§ **Action item**
Whenever the string "building" appears in a line below, please copy the line out.

- Opening Delimiter -

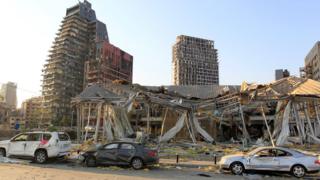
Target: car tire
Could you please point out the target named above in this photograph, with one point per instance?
(237, 168)
(137, 163)
(298, 171)
(2, 152)
(91, 161)
(41, 156)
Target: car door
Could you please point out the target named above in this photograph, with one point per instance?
(18, 144)
(264, 160)
(64, 142)
(286, 160)
(108, 154)
(125, 153)
(32, 143)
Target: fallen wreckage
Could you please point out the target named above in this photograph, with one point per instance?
(288, 108)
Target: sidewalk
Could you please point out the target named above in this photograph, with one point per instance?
(187, 163)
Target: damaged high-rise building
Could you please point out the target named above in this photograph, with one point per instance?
(110, 64)
(78, 40)
(312, 63)
(194, 62)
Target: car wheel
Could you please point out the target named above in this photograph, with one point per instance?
(298, 171)
(41, 156)
(137, 163)
(237, 168)
(2, 153)
(91, 161)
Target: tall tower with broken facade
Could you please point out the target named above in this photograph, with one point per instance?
(312, 63)
(63, 73)
(194, 61)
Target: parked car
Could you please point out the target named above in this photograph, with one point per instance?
(38, 145)
(297, 162)
(121, 153)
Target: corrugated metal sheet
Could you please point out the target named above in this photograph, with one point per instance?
(309, 87)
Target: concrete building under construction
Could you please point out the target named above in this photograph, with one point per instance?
(312, 63)
(194, 61)
(63, 74)
(8, 93)
(32, 111)
(111, 64)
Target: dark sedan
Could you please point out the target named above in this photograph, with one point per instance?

- Closing Delimiter -

§ **Exercise output**
Target: damaged high-rise building
Target: concrete building under construction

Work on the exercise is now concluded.